● **Box annotations for photos**:
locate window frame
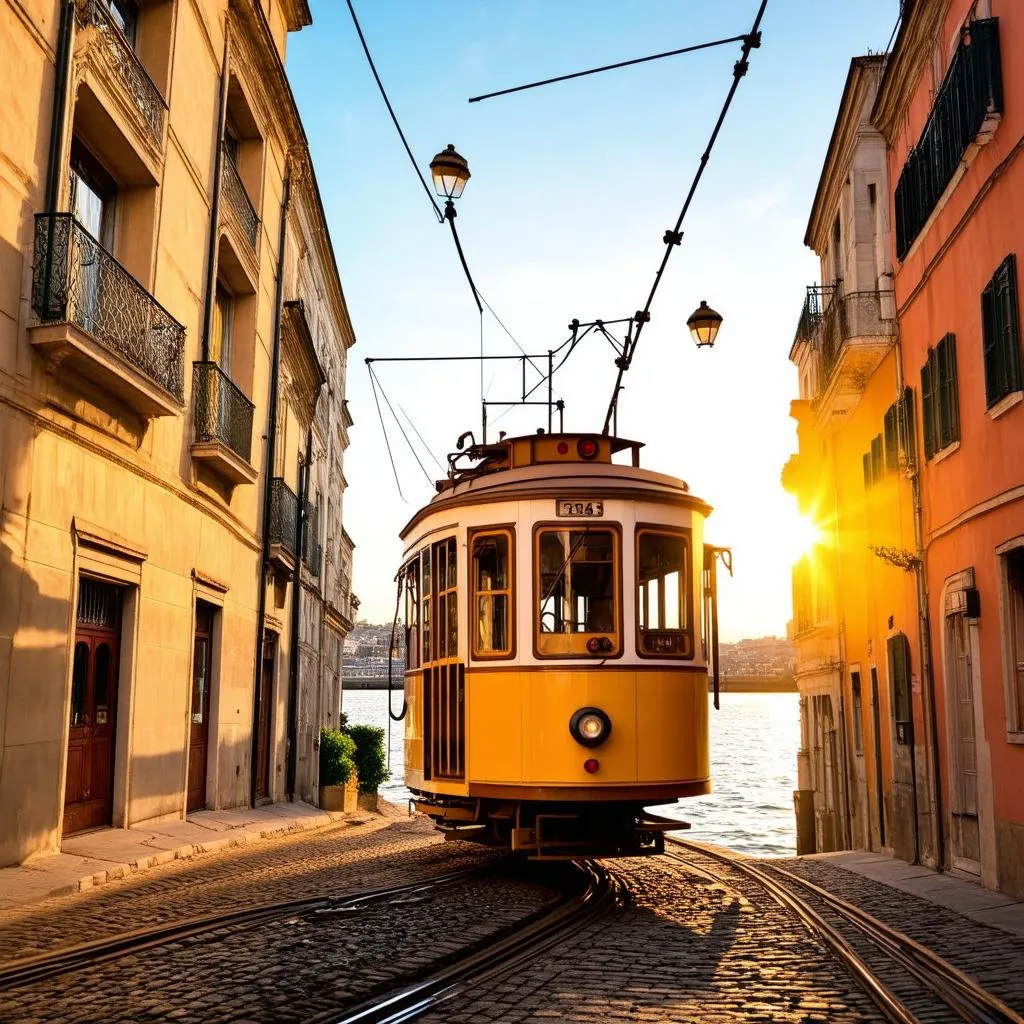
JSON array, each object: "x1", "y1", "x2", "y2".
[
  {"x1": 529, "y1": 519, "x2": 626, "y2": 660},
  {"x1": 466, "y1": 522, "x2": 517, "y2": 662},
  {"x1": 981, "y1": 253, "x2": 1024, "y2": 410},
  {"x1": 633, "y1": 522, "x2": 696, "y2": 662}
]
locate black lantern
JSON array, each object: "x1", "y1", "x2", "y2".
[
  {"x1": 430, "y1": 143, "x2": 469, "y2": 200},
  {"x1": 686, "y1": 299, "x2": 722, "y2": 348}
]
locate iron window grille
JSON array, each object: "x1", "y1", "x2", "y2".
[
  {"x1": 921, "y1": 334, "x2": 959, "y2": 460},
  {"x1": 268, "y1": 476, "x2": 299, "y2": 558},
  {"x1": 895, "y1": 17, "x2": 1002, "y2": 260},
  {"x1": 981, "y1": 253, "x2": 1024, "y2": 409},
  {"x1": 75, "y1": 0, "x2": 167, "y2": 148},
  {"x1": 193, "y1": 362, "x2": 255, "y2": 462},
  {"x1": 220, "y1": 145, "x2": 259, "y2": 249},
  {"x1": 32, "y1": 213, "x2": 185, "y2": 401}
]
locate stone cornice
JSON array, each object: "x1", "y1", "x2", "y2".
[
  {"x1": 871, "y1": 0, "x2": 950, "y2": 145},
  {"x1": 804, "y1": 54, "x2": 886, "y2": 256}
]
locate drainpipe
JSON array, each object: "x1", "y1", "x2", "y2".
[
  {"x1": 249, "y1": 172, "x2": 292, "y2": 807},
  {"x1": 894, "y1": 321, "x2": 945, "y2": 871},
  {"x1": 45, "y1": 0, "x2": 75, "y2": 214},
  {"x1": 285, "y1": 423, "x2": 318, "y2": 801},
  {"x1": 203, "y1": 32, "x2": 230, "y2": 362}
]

---

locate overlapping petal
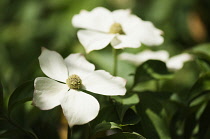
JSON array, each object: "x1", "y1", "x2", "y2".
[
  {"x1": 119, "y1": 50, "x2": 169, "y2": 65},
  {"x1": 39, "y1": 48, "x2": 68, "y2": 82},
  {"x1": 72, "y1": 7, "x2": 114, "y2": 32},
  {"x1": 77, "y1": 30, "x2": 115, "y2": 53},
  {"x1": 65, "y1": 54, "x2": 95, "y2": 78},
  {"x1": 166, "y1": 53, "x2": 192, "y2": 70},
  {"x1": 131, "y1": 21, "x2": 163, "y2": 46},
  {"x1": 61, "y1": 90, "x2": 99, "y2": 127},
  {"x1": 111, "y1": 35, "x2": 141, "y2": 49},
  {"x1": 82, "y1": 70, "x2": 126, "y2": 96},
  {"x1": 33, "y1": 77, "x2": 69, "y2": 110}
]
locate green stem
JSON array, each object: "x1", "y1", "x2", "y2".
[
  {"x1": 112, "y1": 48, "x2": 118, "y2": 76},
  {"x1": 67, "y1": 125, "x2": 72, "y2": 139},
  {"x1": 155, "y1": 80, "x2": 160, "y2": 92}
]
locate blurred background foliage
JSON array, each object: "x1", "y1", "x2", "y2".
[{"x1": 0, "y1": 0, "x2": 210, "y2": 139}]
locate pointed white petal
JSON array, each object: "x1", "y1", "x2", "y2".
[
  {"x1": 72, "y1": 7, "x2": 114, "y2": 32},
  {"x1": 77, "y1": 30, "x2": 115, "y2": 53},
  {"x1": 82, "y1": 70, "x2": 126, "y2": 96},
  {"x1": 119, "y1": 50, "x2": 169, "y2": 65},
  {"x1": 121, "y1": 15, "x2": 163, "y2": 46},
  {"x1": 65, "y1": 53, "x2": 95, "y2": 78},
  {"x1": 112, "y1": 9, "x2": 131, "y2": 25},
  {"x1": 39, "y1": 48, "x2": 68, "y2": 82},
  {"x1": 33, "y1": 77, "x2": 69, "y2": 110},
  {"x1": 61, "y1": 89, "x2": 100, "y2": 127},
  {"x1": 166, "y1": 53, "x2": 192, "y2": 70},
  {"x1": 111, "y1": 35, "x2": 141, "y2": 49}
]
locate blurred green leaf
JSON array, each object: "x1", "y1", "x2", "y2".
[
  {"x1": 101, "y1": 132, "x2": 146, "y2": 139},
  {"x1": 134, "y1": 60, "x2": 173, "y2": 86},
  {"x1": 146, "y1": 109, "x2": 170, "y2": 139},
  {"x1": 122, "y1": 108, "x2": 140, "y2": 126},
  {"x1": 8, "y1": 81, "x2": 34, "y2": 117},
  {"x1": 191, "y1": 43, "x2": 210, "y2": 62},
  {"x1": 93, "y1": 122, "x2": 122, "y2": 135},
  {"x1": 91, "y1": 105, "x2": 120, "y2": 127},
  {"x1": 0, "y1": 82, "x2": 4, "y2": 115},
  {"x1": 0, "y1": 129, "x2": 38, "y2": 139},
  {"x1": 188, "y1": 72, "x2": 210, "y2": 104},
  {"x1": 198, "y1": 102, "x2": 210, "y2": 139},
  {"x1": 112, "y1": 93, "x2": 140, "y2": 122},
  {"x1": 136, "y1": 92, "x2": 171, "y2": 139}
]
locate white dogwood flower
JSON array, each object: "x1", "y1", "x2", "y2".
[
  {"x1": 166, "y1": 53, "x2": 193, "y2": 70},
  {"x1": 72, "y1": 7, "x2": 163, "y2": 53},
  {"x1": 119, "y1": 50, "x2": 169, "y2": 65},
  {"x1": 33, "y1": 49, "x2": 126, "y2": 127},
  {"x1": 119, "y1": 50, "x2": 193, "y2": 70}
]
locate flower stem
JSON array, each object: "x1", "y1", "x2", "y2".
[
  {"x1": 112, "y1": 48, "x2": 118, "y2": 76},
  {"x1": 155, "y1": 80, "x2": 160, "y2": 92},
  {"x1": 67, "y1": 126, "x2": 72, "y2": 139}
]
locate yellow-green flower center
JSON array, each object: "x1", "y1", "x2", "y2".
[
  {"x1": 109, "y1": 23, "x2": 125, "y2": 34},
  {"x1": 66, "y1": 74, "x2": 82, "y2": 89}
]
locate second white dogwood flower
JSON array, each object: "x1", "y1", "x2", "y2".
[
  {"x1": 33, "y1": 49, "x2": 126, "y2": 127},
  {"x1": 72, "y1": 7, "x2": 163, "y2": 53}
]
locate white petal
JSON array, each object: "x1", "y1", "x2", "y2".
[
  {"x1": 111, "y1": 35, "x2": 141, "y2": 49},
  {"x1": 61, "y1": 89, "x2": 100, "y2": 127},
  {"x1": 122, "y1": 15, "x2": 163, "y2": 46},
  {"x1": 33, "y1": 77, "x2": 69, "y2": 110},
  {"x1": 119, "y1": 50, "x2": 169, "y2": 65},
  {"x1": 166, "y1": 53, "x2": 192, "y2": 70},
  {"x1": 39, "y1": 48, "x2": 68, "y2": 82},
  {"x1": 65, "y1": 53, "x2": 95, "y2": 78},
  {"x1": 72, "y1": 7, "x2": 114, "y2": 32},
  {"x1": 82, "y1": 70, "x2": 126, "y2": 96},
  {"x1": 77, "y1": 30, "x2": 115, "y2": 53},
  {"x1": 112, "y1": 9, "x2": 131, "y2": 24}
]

● **Stated goal**: Gather every line in the items above that contains the word "dogwood", and copy each one out.

● **Complete response**:
locate white dogwood flower
locate second white dogwood flower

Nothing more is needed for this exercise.